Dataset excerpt
>> Begin

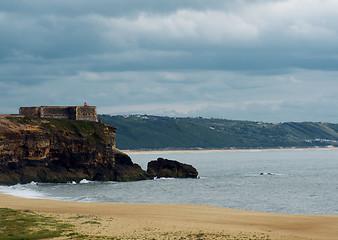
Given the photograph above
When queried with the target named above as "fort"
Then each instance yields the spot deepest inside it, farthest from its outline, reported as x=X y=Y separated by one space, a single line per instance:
x=81 y=113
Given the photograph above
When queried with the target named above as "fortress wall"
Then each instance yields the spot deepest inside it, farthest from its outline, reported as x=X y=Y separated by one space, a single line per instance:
x=30 y=111
x=86 y=113
x=57 y=112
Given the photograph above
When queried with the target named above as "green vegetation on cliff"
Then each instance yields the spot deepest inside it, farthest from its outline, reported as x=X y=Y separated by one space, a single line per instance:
x=154 y=132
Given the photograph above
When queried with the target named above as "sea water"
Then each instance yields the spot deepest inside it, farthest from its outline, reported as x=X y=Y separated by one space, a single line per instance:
x=279 y=181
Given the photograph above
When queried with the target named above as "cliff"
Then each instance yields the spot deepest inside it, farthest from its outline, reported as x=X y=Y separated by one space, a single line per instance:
x=49 y=150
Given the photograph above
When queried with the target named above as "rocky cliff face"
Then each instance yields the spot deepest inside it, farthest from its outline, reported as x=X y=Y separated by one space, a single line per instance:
x=60 y=151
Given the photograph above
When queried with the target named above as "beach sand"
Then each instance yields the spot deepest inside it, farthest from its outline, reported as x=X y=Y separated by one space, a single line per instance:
x=177 y=221
x=165 y=151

>> End

## Stated problem
Rescale the data above by writing out every line again, with each x and y coordinate multiplied by 2.2 and rounded to a whole number, halves rounding up. Leave the pictures out of your output.

## The output
Given the photograph above
When queried with the target named above as "fort"
Then each instance yields the spot deepest inside it, farthest from its outline, reported as x=X y=Y separated by one space, a single line per instance:
x=178 y=249
Given the photograph above
When queried with the target named above as "fortress wall"
Then each instance yields the spot deepest inside it, farthest from its outline, reported as x=X y=Y separated by one space, a single line per instance:
x=66 y=244
x=189 y=249
x=125 y=246
Given the photograph above
When queried with the target named above as "green vegetation on cliff"
Then each instance yields the spot deepest inside it, farthest from its outline, reported as x=X y=Y separated by one space, a single line per instance:
x=339 y=290
Given the photograph above
When queried with the target named above as "sea water"
Then each instance yields the spot deepest inside it, farthest from its outline, reported as x=X y=Y separated by one space, a single line per instance:
x=614 y=398
Given the photograph above
When queried with the target named above as "cliff"
Then each instance yields the spot deepest inside it, farthest from its outline, reported as x=X y=Y separated by one space, a single line per instance:
x=108 y=330
Given the photograph above
When queried with the target named above as "rocky cliff face"
Then each instance yields the spot deepest inside it, farthest from its outline, reported as x=X y=Y separated by one space, a single line per instance:
x=132 y=332
Given the photograph above
When queried with the target named above as "beach sand"
Then each instance yields the spot deepest inside it, farthest from its outline, reported as x=X y=Y separated by one space, a single line per instance:
x=389 y=486
x=363 y=332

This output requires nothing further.